- _Work to be completed_:
Write each line again exactly as it is, from the opening line of the records below through the one containing "Locate the blue", and add nothing.

- _Entries shown_:
────────

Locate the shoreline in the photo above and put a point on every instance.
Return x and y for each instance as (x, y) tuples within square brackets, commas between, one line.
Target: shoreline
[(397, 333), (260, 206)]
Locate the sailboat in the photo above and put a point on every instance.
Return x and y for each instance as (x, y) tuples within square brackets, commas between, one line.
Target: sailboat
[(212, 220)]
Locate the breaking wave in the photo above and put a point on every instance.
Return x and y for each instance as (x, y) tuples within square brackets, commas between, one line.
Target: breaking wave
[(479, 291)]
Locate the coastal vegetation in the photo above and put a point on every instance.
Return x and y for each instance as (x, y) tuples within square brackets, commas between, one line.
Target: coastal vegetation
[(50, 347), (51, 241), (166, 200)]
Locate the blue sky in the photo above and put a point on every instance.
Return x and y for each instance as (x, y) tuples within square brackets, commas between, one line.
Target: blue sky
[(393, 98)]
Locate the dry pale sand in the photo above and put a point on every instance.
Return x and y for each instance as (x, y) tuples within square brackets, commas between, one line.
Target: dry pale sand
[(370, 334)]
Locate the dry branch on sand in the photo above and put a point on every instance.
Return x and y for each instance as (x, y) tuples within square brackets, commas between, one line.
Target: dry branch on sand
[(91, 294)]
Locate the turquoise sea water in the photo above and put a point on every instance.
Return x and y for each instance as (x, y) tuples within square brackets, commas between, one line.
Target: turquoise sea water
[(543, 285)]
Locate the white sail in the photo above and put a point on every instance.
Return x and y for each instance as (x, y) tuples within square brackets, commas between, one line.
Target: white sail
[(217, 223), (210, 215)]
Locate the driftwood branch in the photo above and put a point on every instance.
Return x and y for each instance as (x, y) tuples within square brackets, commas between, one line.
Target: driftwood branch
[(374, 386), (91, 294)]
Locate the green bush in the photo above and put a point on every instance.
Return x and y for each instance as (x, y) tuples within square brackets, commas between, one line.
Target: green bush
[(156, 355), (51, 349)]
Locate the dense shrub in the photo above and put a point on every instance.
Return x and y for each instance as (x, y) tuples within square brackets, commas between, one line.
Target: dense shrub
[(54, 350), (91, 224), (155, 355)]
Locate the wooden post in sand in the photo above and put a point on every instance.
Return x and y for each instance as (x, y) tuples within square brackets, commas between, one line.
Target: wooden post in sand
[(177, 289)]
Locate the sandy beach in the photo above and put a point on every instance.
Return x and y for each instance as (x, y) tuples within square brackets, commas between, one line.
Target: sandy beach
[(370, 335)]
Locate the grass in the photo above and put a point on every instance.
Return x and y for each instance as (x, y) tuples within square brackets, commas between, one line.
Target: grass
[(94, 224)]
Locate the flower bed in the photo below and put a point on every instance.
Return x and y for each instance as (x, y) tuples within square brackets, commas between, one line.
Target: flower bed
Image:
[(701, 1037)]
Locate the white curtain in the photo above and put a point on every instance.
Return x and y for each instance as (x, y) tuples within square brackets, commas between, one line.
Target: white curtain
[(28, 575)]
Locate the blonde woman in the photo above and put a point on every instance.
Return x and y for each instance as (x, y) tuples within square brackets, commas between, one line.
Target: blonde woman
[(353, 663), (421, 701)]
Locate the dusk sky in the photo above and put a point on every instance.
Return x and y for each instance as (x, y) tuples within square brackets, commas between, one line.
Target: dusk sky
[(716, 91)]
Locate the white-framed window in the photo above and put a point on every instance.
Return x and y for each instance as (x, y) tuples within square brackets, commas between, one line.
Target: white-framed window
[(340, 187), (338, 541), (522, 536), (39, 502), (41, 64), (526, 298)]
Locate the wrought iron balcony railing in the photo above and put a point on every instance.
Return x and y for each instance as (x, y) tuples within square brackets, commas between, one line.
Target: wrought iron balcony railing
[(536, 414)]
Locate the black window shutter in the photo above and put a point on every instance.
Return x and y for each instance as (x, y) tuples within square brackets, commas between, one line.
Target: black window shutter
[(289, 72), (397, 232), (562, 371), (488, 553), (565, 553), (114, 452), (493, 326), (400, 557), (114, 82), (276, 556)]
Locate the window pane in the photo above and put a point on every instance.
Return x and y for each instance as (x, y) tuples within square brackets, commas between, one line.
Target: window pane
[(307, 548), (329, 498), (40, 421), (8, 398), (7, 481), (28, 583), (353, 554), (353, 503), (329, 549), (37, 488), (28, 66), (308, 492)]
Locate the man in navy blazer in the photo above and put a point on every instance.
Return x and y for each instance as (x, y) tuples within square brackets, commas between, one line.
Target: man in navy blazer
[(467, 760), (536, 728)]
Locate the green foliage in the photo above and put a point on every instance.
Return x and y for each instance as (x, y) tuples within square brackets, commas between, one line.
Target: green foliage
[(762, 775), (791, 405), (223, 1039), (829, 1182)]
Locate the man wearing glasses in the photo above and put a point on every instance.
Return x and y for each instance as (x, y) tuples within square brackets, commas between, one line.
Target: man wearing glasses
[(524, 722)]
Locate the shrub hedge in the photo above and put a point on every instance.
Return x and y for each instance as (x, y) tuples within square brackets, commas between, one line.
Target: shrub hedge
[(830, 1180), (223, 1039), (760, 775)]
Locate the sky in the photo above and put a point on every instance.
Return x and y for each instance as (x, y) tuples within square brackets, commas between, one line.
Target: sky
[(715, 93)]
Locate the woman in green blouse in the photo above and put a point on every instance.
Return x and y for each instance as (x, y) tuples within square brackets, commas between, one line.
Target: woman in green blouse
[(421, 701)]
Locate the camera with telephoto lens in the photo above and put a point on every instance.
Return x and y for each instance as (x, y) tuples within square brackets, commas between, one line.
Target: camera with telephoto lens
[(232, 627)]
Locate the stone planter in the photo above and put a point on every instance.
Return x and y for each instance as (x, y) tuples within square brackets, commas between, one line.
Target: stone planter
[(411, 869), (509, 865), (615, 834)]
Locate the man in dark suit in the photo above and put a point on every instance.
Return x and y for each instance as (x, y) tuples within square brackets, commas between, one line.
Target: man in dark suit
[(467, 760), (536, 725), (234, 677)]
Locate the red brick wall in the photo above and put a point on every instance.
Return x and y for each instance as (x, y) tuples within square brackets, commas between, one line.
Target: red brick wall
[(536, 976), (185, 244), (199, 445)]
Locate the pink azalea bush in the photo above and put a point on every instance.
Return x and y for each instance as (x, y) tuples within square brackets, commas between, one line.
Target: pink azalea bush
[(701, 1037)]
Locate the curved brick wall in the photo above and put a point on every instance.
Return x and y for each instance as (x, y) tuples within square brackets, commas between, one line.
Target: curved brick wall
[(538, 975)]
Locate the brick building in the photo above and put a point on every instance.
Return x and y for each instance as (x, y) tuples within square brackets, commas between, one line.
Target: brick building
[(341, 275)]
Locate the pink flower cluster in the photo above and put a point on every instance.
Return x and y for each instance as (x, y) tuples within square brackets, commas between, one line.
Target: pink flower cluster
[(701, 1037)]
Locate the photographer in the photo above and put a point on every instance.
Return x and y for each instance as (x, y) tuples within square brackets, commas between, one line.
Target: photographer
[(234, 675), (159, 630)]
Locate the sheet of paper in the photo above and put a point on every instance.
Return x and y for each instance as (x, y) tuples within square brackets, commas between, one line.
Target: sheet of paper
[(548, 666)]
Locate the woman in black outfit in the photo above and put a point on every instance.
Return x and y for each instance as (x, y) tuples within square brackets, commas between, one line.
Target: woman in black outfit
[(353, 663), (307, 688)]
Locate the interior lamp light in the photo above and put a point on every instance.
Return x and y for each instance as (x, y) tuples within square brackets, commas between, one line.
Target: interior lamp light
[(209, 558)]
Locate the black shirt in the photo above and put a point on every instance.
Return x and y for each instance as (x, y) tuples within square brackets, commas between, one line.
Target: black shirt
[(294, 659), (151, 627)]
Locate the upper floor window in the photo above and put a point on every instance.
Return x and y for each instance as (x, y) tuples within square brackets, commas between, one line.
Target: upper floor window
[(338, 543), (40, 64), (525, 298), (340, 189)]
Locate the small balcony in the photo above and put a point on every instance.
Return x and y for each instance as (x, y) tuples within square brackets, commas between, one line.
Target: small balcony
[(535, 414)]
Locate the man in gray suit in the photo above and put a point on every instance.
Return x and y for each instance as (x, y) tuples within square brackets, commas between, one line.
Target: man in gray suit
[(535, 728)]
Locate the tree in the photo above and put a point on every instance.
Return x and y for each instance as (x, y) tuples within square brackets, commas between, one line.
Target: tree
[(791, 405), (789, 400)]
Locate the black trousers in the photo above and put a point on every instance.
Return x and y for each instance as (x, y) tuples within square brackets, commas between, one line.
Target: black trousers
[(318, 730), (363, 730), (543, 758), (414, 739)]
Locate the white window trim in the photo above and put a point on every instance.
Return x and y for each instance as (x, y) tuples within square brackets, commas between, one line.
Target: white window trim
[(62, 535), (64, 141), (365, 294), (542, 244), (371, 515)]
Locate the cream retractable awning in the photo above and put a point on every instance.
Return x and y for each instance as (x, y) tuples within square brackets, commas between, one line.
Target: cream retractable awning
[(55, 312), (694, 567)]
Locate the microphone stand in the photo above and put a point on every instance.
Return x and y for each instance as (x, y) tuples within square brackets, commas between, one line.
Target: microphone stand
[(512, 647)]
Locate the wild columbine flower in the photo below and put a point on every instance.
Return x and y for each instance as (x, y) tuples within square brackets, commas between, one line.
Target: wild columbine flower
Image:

────────

- _Solution for this problem_:
Locate the shoreline in the photo above and put a point on every instance.
Return x and y for each instance as (x, y) tuples within square brackets, commas between, one line.
Target: shoreline
[(397, 333), (260, 206)]
Locate the sailboat in the photo above and put a point on every instance.
Return x and y for each instance as (x, y) tuples within square brackets, commas between, one line.
Target: sailboat
[(212, 220)]
Locate the breaking wave in the photo above and put a point on every instance.
Return x and y for each instance as (x, y) tuples within square brackets, commas between, one line.
Target: breaking wave
[(479, 291)]
Locate the coastal vegetation in the photo above and put a point on every instance.
Return x and y for each instance as (x, y) tuples within square brackets, commas between, one line.
Target: coastal vegetation
[(50, 347), (51, 241), (166, 200)]
Locate the blue sky in the photo above and put a point on every instance.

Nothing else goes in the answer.